* [Problem requirements]
The line containing "as in (106,162)." and every line after it, through the last, are to be extracted exactly; no other lines belong in the answer.
──────── Excerpted data ────────
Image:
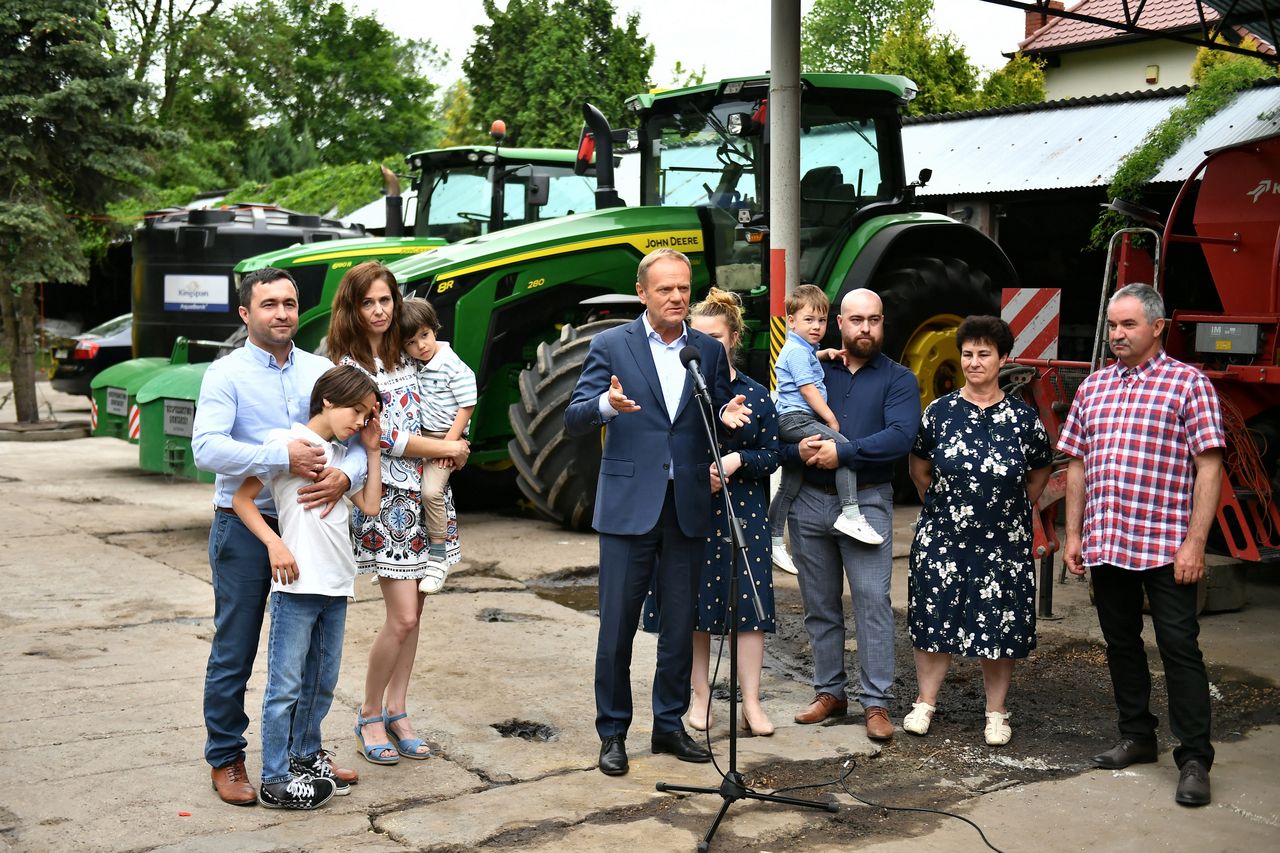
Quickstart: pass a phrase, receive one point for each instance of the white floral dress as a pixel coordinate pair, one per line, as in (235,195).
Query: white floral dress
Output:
(394,542)
(972,583)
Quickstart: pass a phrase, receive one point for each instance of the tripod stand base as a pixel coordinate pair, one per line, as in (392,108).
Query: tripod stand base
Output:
(732,788)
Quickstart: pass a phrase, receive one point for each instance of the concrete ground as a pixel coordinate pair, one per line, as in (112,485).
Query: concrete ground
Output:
(105,628)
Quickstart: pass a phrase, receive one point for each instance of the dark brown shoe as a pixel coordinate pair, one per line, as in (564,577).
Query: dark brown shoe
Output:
(878,725)
(824,705)
(232,784)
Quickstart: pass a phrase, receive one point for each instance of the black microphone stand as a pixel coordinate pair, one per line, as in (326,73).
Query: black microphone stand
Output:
(732,787)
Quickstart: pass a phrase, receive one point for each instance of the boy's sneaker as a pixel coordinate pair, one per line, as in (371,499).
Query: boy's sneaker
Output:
(782,560)
(319,767)
(434,580)
(301,792)
(858,528)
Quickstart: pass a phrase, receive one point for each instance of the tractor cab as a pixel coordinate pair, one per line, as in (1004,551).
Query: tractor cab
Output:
(707,147)
(475,190)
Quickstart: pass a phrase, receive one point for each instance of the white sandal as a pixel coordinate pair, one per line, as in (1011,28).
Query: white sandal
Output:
(918,720)
(997,730)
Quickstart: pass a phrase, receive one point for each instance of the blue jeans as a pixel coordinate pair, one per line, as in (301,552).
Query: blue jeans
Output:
(795,427)
(304,655)
(242,579)
(826,560)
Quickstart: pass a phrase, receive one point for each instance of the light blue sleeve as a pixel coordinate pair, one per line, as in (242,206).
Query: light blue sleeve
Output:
(211,442)
(801,366)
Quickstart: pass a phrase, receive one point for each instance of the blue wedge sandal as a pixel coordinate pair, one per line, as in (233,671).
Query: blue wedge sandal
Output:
(407,747)
(374,752)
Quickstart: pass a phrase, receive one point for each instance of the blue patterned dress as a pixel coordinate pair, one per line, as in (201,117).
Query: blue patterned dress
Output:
(972,583)
(394,542)
(749,487)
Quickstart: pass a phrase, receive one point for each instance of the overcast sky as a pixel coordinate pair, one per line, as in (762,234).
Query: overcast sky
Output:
(730,37)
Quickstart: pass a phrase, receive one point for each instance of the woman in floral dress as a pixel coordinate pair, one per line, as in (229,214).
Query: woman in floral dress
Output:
(981,461)
(364,331)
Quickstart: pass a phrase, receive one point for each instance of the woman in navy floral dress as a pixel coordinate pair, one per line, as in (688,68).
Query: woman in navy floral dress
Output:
(981,460)
(750,455)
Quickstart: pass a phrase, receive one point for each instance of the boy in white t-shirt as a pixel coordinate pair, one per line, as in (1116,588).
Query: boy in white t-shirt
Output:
(447,388)
(312,575)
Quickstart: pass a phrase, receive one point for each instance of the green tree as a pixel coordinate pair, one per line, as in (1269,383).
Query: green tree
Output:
(535,62)
(938,65)
(357,89)
(69,144)
(1020,81)
(155,36)
(841,35)
(457,114)
(685,77)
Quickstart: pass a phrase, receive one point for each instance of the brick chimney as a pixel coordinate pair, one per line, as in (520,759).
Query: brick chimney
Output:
(1038,18)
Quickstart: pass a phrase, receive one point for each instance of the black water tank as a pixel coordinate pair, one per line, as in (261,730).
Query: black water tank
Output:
(183,261)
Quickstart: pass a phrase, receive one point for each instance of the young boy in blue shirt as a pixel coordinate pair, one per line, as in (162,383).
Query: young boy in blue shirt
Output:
(803,411)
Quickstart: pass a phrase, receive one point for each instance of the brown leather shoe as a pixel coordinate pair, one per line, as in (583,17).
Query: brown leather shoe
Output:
(823,706)
(346,775)
(232,784)
(878,726)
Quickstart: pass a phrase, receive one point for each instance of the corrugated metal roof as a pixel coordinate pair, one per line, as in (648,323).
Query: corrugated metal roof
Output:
(1072,145)
(1253,114)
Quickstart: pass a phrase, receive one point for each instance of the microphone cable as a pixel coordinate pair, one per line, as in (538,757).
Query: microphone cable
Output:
(851,766)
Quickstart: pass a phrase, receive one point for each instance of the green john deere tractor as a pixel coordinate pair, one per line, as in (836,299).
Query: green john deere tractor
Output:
(521,306)
(462,192)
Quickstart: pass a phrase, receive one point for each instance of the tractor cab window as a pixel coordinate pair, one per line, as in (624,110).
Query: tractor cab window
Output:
(840,172)
(455,204)
(566,194)
(705,154)
(699,162)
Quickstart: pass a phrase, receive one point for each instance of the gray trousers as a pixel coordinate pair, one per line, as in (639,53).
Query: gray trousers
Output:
(824,560)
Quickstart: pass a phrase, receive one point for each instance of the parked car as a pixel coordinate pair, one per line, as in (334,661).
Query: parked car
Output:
(81,357)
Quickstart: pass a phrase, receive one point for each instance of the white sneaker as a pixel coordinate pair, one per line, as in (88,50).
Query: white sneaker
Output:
(434,582)
(997,731)
(858,528)
(782,560)
(919,719)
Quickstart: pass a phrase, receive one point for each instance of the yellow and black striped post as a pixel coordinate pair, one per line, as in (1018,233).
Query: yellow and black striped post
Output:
(777,337)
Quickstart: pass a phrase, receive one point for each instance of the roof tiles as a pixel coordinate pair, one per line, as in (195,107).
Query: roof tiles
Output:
(1155,14)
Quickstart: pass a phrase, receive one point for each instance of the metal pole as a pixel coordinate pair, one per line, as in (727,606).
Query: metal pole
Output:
(784,163)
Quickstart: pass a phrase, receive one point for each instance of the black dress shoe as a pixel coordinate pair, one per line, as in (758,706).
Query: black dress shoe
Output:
(681,746)
(613,756)
(1193,785)
(1124,753)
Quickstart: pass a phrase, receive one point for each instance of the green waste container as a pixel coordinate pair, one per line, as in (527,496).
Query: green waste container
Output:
(168,409)
(114,410)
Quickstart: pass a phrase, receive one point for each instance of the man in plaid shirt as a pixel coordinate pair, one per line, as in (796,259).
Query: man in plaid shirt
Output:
(1146,442)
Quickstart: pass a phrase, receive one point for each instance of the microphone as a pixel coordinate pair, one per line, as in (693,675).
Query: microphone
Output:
(690,357)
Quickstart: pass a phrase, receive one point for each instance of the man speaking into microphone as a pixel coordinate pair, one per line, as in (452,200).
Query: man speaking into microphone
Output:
(653,501)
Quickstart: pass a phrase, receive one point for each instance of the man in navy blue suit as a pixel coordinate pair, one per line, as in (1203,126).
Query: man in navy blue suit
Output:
(653,501)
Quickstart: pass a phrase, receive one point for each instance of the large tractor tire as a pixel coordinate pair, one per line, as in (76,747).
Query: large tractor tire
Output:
(924,301)
(556,471)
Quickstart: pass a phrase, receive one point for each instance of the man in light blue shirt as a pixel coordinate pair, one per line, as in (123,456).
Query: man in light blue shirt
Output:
(266,384)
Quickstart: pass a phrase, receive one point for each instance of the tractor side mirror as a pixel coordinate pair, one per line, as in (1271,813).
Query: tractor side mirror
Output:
(539,190)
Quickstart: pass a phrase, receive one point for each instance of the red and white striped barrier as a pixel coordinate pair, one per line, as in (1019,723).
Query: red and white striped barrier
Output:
(1033,314)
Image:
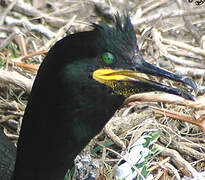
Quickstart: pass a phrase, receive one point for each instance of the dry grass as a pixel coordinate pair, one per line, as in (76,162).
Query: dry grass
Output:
(170,34)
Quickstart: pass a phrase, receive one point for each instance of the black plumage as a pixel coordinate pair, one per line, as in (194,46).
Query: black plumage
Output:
(82,81)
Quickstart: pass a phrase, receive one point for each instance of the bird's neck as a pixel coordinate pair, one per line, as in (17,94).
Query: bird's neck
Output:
(65,110)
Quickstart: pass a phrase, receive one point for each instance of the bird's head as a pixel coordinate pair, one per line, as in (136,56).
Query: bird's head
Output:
(122,67)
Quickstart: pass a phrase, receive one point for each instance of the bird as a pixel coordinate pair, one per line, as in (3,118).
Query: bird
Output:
(82,81)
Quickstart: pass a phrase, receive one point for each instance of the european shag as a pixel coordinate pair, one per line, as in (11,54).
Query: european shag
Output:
(80,84)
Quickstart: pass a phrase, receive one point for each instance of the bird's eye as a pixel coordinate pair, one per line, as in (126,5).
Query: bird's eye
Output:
(108,58)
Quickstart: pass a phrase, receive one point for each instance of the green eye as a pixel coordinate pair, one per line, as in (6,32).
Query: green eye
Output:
(108,58)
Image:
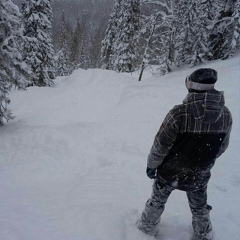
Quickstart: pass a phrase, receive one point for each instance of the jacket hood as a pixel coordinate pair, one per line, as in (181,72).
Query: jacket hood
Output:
(207,106)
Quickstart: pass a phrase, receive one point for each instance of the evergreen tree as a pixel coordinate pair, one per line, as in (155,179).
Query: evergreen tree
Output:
(235,31)
(221,29)
(161,44)
(110,36)
(38,48)
(76,45)
(62,57)
(125,46)
(12,68)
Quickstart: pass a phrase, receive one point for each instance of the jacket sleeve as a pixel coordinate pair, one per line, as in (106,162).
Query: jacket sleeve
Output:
(225,142)
(163,141)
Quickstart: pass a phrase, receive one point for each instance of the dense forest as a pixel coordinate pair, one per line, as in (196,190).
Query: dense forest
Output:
(42,39)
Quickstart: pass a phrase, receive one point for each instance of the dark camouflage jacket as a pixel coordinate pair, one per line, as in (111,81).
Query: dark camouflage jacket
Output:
(190,139)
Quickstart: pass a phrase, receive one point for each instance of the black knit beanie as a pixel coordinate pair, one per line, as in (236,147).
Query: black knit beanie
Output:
(202,79)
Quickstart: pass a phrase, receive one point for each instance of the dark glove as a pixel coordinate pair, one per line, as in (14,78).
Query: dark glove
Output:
(151,173)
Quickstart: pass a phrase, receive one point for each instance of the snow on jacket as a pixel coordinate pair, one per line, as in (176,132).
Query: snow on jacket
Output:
(190,139)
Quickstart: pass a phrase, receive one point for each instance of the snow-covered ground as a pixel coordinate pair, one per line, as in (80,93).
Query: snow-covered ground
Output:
(72,164)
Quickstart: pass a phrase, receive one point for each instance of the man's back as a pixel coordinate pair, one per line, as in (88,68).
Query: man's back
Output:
(202,126)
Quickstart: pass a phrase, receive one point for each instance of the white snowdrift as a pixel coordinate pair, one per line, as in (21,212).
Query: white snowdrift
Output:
(72,164)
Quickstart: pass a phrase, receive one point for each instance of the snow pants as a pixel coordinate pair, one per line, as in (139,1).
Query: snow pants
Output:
(150,219)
────────
* [Exercise output]
Quickstart: pass a phrase, receive one point for each instance of the jacket sleeve as a pixel coordinate pair, one per line, as in (106,162).
Query: jacket sleeve
Output:
(225,142)
(163,141)
Quickstart: pass a phrase, receive one point for each instance of the dense forest as a pixel coordinate pair, one per line, as in (196,190).
Query: dense forest
Output:
(42,39)
Quickstart: pass a phrase, receive one point for each instance of the dark camouflage jacket as a pixel coordinate pair, one per line, as in (111,81).
Query: dark camouflage jacket
Output:
(190,139)
Quickstart: pass a phrase, receive one point for each instance of the black knit beanie as a pixel coordinate pair, one per line, as in (236,147).
Query: black knit beanie
Output:
(202,79)
Quickstart: pass a phrase, receive one point for each instance of the dark glove as a pixel coordinate pair, one per line, as in (14,78).
Query: dark glove
Output:
(151,173)
Quickstart: pass a phrase, receive one point for each instance of the snow on jacket as a pixel coordinate pair, one per line, as in (176,132).
Query: snow on jacket
Output:
(190,139)
Quickstart: pass a phrase, receive one point for each instance of the snow-covered ground as a pixel coordinate pair, one per line, as in (80,93).
Query: snow-covered ground
Output:
(72,164)
Quickstart: pass a phrase, receive one point for each instance of the man's back as a pixel coordinate pair, one per line, as in (88,68).
Query: man's back
Output:
(202,126)
Quickstart: pass a phrase, receive one point for each instance of the white snowdrift as a pixel coordinate pair, one per line, as in (21,212).
Query: white snowdrift
Output:
(72,164)
Quickstart: pass a phrase, receive one point for each instance of the snow pants as a pixel coordinate pair, one per line, as in (139,1).
Query: snow pants
Output:
(150,219)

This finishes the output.